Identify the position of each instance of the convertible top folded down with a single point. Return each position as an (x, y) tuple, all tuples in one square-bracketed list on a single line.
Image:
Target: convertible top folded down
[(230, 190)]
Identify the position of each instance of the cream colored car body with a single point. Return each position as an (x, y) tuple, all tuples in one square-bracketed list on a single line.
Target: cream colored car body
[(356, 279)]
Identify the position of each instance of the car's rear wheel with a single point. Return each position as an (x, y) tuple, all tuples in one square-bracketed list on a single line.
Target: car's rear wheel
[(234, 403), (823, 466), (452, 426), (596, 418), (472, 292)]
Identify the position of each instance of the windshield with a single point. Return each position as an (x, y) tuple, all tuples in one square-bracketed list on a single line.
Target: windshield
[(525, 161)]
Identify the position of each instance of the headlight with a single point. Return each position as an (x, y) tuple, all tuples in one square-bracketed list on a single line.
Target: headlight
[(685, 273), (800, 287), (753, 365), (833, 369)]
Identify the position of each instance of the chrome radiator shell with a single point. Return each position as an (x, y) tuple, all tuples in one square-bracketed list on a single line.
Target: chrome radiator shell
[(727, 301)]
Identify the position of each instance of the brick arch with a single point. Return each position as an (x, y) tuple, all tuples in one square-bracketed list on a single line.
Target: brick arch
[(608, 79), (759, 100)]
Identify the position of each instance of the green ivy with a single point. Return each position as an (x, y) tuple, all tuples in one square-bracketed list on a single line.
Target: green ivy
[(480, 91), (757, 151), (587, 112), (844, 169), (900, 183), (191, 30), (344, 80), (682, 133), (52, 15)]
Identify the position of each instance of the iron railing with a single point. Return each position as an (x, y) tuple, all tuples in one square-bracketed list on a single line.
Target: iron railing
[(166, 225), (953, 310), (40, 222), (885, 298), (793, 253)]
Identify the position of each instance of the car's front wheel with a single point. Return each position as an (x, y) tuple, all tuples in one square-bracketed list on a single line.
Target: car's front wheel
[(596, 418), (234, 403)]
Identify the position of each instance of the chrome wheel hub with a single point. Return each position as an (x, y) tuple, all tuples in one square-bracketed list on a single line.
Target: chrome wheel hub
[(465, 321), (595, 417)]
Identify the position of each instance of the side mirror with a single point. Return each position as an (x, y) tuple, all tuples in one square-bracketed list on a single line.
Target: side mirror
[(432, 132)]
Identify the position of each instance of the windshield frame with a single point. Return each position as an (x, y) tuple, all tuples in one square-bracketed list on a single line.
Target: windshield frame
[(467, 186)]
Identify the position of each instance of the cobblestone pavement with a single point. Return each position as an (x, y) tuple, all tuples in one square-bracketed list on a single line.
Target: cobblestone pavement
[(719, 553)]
====
§ Requirement
Set down every entry again, word for word.

§ Task solution
Identify the position of each instance of the convertible top folded down with a single point. Return each position as an (x, y) tuple, all tuples in one square-bracketed list on a single line.
Image:
Target: convertible top folded down
[(230, 190)]
Identify the position of each instance of the cream colored car body with a single point. Return each position as an (x, y) tuple, all tuples in one square-bracketed list on a single line.
Target: cream colored car body
[(356, 279)]
Identify the position of each instance of the car's rear wheel with a single point. Return each position as an (x, y) tuple, all tuples in one square-bracketed list on a single line.
Target: car's rear wheel
[(234, 403), (823, 466), (452, 426), (596, 418), (472, 292)]
Identify the position of each instance of the windshield with a single point. Return each position as an (x, y) tuple, all tuples in one square-bracketed list on a single line.
Target: windshield
[(525, 161)]
Identify the position of each instance of the headlight with a single point. Return each position as an (x, y) tuple, all tuples in one square-bracketed list on a single line.
Target: headlight
[(685, 273), (800, 287), (753, 365), (833, 369)]
Identify the position of each instance of the chrome radiator shell with a single point. Return each position as an (x, y) tuple, all tuples in one square-bracketed list on a single line.
Target: chrome radiator shell
[(727, 301)]
Identify the position of each instance of the brick arch with a single point. Return each position as an (x, y) tuple, all tuples in one square-bracketed list on a single line.
Target: brick arch
[(608, 79), (759, 100)]
Identify the position of each instance of the green ivy with a single point. Return each position as an (x, y) tuple, all tuples in one square-bracketed list on a single line.
Target: green ivy
[(480, 91), (757, 151), (587, 112), (844, 169), (900, 183), (191, 30), (344, 80), (682, 133), (52, 15)]
Identify the position of each instance of the iron railing with a single point. Return each position as an (x, y) tuple, all tuples in one square-bracketed list on a single line.
Target: iron railing
[(166, 225), (953, 310), (40, 222), (885, 298), (793, 253)]
Identify the position of each instance of the car's front wheel with a single point. Return each position as an (x, y) tuple, all tuples in one square-bracketed list on a single line.
Target: car's front wheel
[(596, 418), (234, 403)]
Identify the position of each instance of the chrome wheel hub with a single point. Return each position as an (x, y) tuple, all tuples in one square-bracketed list on a single line.
Target: chrome wheel hub
[(465, 321), (595, 417)]
Identify the position of each instance of the side mirror with a single point. Return each position as an (x, y) tuple, all tuples in one square-bracketed list on a single line.
Target: side mirror
[(432, 132)]
Identify the position of each instance of the windshield frame with a single point. Return each position as an (x, y) tuple, all tuples in one square-bracketed list on a single line.
Target: windshield frame
[(467, 186)]
Identify the position of each instance of the cobblestone pavement with a single point. Return each position as an (x, y) tuple, all tuples in one square-bracketed list on a single line.
Target: cobblestone pavement
[(719, 553)]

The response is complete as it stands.